**Set exercise:** In one to three sentences, explain why the mailing-list message objects to making courses mandatory for participants.

**Document passage:**
===============
[At-Large] Fwd: ATLASIII Participation

Karl Auerbach karl at cavebear.com
Fri Jul 12 19:40:48 UTC 2019


On 7/12/19 5:53 AM, Christian de Larrinaga wrote:
> In no way to detract from any point you are making. But this is the
> first I've heard about ATLAS participation or these ICANN courses. I
> also have no idea whether this matters in the slightest.

I, as well, found these requirements surprising.  They reminded me of 
19th century European sovereigns who claimed that their colonial 
governments in Africa were necessary because the people there were 
incapable of deciding questions that were important to their own lives.

Yes, that is a harsh assessment.  But imposition of participation 
requirements, such as mandatory education, smacks of "top down" management.

Yes, people who don't know the lingo of the meeting do slow things 
down.  But ICANN has been wandering around, doing essentially little 
except promote certain intellectual property and business interests for 
more than two decades.  "Efficient" is not a word that seems to exist in 
the ICANN universe.

Why not a list of suggested readings rather than a mandatory gauntlet?

Much of the potential of ICANN is not in following the deeply rutted 
path of what ICANN has done over the last two decades but, rather, in 
what is possible when one explores the green fields to the sides of the 
old road.

Mandatory courses can be blinders - devices used on horses so that they 
could see only what was in front of them, not to the sides.
===============
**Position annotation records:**
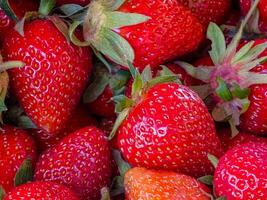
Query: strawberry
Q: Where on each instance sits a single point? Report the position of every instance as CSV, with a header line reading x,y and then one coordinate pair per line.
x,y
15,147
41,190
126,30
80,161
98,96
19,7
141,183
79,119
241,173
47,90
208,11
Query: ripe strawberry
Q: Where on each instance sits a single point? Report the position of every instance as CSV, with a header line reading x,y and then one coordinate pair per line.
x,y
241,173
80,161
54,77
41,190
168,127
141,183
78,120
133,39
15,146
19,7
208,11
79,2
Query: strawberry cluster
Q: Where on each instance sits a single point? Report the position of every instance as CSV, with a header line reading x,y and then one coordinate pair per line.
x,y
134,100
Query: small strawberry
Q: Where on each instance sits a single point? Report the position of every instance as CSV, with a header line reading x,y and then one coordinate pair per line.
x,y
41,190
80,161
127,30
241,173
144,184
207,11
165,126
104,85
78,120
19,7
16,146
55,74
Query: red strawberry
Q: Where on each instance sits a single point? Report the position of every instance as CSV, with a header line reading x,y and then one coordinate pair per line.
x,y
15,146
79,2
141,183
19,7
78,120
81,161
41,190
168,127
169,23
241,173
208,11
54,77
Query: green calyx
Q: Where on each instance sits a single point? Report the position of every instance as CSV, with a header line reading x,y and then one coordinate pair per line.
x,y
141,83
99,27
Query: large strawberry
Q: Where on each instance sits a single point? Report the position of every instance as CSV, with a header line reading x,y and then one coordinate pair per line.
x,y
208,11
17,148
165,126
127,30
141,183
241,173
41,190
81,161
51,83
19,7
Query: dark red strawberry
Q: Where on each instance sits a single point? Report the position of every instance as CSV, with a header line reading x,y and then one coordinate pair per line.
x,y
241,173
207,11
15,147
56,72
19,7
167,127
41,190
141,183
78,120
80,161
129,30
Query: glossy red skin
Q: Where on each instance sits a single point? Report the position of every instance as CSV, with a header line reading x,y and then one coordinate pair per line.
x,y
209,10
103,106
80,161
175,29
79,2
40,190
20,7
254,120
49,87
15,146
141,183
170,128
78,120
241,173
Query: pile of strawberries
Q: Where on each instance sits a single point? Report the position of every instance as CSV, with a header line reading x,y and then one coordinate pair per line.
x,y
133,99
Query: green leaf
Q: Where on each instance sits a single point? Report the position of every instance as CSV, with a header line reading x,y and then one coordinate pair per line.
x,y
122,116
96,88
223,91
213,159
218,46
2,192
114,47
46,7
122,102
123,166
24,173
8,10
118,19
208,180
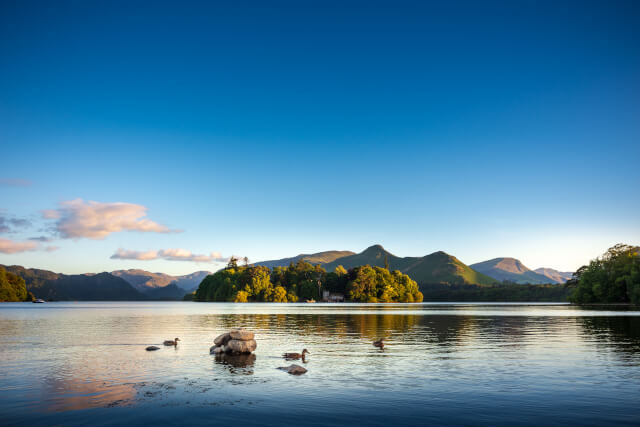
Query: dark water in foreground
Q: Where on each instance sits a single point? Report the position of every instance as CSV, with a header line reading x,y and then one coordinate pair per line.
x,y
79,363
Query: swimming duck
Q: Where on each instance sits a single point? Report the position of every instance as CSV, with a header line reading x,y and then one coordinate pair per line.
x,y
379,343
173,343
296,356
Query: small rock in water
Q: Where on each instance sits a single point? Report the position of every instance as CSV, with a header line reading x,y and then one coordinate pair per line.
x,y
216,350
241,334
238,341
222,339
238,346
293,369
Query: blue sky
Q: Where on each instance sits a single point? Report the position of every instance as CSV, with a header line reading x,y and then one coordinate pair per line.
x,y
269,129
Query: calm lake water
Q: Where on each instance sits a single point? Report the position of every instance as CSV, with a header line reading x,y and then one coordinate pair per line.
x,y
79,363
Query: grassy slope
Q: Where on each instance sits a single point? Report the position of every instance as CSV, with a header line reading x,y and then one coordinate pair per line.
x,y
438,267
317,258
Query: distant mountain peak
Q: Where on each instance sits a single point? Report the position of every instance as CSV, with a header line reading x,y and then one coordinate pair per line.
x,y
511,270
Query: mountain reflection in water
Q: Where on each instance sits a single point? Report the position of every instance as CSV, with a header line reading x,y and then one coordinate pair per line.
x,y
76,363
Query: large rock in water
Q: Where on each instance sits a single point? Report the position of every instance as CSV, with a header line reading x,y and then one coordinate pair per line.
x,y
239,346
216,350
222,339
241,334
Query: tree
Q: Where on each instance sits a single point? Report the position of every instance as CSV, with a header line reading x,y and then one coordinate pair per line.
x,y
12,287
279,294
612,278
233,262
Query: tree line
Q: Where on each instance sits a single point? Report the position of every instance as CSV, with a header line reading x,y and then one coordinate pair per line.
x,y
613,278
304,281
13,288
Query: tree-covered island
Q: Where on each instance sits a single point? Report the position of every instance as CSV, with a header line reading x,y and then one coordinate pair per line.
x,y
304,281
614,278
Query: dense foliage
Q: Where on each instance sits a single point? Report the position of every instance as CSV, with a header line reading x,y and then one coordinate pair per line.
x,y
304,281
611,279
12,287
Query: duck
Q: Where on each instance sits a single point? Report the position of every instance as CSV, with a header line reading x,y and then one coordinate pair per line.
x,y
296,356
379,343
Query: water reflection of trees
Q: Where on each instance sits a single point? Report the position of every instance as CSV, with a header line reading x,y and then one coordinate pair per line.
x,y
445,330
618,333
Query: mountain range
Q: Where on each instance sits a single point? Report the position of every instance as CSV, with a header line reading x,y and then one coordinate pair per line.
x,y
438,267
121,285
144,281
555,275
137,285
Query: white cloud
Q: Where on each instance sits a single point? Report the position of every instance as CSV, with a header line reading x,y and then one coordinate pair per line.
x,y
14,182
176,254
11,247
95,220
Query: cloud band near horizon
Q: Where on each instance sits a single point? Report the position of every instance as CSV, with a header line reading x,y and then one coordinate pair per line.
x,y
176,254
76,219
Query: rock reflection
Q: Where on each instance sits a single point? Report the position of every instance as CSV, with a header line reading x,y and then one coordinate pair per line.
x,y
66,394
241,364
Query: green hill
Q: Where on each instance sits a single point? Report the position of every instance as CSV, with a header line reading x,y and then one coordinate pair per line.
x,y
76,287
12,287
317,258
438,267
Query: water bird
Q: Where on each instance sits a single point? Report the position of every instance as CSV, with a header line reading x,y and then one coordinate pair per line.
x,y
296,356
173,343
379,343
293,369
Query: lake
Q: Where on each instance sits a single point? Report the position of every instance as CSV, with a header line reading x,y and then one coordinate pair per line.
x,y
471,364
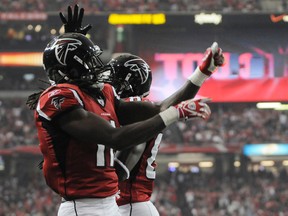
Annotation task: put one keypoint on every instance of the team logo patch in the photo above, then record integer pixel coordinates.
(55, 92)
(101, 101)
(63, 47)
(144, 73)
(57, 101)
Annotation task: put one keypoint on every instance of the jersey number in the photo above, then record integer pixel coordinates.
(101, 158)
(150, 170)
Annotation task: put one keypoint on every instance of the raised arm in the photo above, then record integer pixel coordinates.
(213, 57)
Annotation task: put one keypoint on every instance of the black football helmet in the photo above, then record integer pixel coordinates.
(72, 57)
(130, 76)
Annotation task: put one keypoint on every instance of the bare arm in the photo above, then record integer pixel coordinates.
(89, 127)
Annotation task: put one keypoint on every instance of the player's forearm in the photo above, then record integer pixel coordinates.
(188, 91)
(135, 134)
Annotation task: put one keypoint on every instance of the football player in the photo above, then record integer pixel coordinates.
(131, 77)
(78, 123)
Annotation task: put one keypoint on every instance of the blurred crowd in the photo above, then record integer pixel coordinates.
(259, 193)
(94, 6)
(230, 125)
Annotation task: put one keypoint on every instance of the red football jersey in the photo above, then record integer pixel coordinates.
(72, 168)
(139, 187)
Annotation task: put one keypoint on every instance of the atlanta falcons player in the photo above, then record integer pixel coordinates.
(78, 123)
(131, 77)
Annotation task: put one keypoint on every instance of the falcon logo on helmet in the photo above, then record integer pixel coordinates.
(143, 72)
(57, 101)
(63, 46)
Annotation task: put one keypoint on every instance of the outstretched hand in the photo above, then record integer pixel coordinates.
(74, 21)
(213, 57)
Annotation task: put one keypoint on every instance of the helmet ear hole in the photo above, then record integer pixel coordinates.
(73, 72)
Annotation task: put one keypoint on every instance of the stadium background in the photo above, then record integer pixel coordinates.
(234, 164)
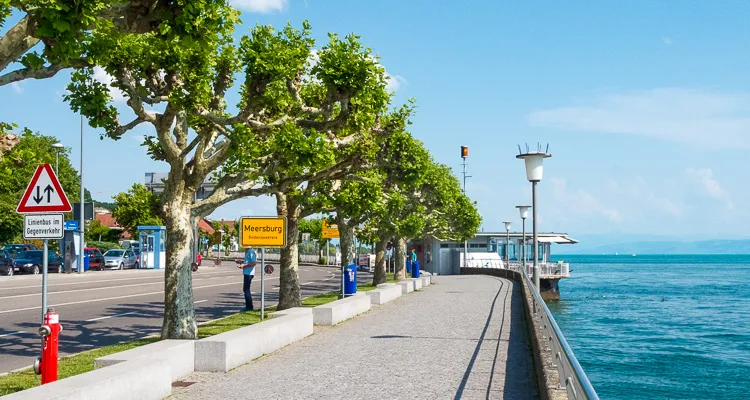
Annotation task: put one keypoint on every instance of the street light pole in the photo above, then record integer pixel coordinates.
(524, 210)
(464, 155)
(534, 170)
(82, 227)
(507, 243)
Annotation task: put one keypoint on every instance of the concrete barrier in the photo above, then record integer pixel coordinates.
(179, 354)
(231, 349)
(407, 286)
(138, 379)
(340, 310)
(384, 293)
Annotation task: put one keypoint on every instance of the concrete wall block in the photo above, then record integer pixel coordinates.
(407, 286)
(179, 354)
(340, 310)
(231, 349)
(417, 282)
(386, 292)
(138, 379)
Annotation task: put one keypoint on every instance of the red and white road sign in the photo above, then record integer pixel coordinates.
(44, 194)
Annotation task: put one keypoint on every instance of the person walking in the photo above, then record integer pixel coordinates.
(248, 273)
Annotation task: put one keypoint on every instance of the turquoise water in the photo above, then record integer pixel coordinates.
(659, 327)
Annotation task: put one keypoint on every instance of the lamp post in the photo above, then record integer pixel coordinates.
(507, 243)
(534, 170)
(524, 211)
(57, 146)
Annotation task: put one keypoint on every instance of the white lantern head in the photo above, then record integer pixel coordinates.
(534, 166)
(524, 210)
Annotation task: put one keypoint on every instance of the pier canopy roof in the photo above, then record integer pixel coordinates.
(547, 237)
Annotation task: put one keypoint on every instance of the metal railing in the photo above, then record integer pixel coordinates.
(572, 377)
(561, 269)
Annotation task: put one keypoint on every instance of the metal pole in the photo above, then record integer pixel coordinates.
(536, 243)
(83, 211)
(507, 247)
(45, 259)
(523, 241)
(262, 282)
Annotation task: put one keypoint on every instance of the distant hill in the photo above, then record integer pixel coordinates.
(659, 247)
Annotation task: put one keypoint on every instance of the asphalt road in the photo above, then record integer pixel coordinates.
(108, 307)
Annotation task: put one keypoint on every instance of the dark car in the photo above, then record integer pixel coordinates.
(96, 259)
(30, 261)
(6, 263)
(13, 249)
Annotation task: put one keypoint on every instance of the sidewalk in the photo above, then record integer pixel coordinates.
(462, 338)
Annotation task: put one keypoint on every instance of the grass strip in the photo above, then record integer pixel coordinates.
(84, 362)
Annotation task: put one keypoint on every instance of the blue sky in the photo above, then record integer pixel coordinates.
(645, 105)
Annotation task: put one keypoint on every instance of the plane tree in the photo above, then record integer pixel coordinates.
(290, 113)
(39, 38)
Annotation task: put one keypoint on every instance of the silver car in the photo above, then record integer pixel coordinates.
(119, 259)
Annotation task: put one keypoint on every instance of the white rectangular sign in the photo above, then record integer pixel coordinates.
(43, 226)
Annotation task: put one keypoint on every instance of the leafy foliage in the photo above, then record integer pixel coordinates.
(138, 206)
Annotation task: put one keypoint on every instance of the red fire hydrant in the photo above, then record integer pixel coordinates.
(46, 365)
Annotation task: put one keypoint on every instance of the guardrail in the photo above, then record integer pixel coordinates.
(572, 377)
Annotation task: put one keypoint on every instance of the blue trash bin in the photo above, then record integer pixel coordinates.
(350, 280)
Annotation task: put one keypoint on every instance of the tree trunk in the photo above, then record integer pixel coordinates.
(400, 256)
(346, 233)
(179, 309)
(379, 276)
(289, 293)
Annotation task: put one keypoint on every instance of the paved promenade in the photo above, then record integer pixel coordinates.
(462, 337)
===============
**Output below:** The writer argues that mandatory courses can act like blinders, which let a horse see only what lies directly ahead and nothing to the sides. In the writer's view, much of ICANN's potential lies not in following the deeply rutted path of the last two decades but in exploring the green fields beside that old road. The writer also holds that such requirements smack of "top down" management.